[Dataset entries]
- - -
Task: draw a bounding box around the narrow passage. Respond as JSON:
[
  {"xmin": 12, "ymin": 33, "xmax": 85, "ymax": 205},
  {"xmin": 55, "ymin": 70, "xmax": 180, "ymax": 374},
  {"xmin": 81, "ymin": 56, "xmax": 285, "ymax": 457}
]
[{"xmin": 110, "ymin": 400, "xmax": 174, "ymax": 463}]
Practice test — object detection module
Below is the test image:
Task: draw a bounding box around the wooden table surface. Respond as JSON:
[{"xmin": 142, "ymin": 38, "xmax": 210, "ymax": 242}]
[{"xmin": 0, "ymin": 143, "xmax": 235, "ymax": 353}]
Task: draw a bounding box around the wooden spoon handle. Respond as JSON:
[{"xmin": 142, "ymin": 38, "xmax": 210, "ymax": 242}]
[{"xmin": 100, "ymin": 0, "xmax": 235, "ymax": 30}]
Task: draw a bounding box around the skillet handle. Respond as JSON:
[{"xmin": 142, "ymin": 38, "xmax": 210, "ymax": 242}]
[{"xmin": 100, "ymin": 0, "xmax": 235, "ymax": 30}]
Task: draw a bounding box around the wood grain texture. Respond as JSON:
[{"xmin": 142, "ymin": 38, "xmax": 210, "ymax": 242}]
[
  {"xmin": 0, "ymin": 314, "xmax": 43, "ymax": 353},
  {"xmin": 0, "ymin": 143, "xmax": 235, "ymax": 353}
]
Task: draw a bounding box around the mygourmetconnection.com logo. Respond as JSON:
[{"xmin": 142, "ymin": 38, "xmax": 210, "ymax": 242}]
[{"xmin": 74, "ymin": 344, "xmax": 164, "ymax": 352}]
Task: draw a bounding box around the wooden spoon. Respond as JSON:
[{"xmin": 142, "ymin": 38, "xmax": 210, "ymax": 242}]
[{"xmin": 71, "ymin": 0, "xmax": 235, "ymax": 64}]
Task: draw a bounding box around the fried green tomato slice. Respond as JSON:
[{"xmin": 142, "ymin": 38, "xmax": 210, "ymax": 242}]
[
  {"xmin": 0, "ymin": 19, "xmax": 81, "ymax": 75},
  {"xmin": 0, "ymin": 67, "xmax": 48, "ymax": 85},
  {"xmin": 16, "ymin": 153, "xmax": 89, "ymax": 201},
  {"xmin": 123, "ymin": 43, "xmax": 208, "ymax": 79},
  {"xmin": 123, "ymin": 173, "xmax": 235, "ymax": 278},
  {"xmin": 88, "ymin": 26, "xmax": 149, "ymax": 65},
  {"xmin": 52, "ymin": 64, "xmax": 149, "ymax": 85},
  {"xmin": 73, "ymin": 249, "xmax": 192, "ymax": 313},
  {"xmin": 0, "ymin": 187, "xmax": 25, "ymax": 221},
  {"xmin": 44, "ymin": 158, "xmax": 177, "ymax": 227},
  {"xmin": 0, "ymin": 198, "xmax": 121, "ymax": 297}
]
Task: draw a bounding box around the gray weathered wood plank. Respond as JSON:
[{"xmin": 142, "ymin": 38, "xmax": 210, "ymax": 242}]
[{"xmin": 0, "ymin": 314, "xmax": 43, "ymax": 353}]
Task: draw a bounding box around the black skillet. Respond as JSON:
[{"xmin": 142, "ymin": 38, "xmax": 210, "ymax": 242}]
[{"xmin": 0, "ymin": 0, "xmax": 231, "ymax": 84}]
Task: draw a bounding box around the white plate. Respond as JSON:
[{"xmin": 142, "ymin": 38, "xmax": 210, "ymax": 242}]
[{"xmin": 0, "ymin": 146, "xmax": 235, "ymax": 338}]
- - -
Format every line of the rows above as a numbered list, leaving out any blank lines.

1. Task: draw a bounding box around the narrow passage. Respond as JSON:
2. [
3.   {"xmin": 12, "ymin": 33, "xmax": 85, "ymax": 205},
4.   {"xmin": 55, "ymin": 70, "xmax": 180, "ymax": 374},
5.   {"xmin": 81, "ymin": 56, "xmax": 285, "ymax": 457}
6. ]
7. [{"xmin": 110, "ymin": 400, "xmax": 174, "ymax": 463}]
8. Practice test — object detection module
9. Below is the test image:
10. Task: draw a bounding box around the wooden table surface. Respond as JSON:
11. [{"xmin": 142, "ymin": 38, "xmax": 210, "ymax": 242}]
12. [{"xmin": 0, "ymin": 143, "xmax": 235, "ymax": 353}]
13. Task: draw a bounding box around the wooden spoon handle. Respond as JSON:
14. [{"xmin": 142, "ymin": 38, "xmax": 210, "ymax": 242}]
15. [{"xmin": 100, "ymin": 0, "xmax": 235, "ymax": 30}]
16. Task: draw a bounding box around the skillet handle. Respond as JSON:
17. [{"xmin": 142, "ymin": 38, "xmax": 210, "ymax": 242}]
18. [{"xmin": 100, "ymin": 0, "xmax": 235, "ymax": 30}]
19. Task: draw a bounding box around the wood grain texture. Respond as JSON:
20. [{"xmin": 142, "ymin": 38, "xmax": 210, "ymax": 242}]
21. [
22.   {"xmin": 0, "ymin": 314, "xmax": 43, "ymax": 353},
23.   {"xmin": 0, "ymin": 143, "xmax": 235, "ymax": 353}
24. ]
25. Task: draw a bounding box around the mygourmetconnection.com logo. Respond as JSON:
26. [{"xmin": 142, "ymin": 38, "xmax": 210, "ymax": 242}]
27. [{"xmin": 74, "ymin": 344, "xmax": 164, "ymax": 352}]
28. Task: draw a bounding box around the wooden spoon. Respond as JSON:
29. [{"xmin": 142, "ymin": 38, "xmax": 210, "ymax": 242}]
30. [{"xmin": 71, "ymin": 0, "xmax": 235, "ymax": 64}]
31. Task: draw a bounding box around the fried green tomato slice. Respond as JSON:
32. [{"xmin": 142, "ymin": 38, "xmax": 210, "ymax": 242}]
33. [
34.   {"xmin": 0, "ymin": 19, "xmax": 81, "ymax": 75},
35.   {"xmin": 0, "ymin": 67, "xmax": 48, "ymax": 85},
36.   {"xmin": 16, "ymin": 153, "xmax": 89, "ymax": 201},
37.   {"xmin": 123, "ymin": 43, "xmax": 208, "ymax": 79},
38.   {"xmin": 123, "ymin": 173, "xmax": 235, "ymax": 278},
39.   {"xmin": 88, "ymin": 26, "xmax": 149, "ymax": 65},
40.   {"xmin": 52, "ymin": 64, "xmax": 149, "ymax": 85},
41.   {"xmin": 73, "ymin": 249, "xmax": 192, "ymax": 313},
42.   {"xmin": 0, "ymin": 187, "xmax": 25, "ymax": 221},
43.   {"xmin": 44, "ymin": 158, "xmax": 177, "ymax": 227},
44.   {"xmin": 0, "ymin": 198, "xmax": 121, "ymax": 297}
45. ]
46. Task: draw a bounding box around the gray weathered wood plank. Respond as JSON:
47. [{"xmin": 142, "ymin": 38, "xmax": 210, "ymax": 242}]
48. [{"xmin": 0, "ymin": 314, "xmax": 43, "ymax": 353}]
49. Task: draw a bounding box around the black skillet. Respond as JSON:
50. [{"xmin": 142, "ymin": 38, "xmax": 210, "ymax": 242}]
51. [{"xmin": 0, "ymin": 0, "xmax": 231, "ymax": 84}]
52. Task: draw a bounding box around the white plate. Respond as JSON:
53. [{"xmin": 142, "ymin": 38, "xmax": 210, "ymax": 242}]
54. [{"xmin": 0, "ymin": 146, "xmax": 235, "ymax": 338}]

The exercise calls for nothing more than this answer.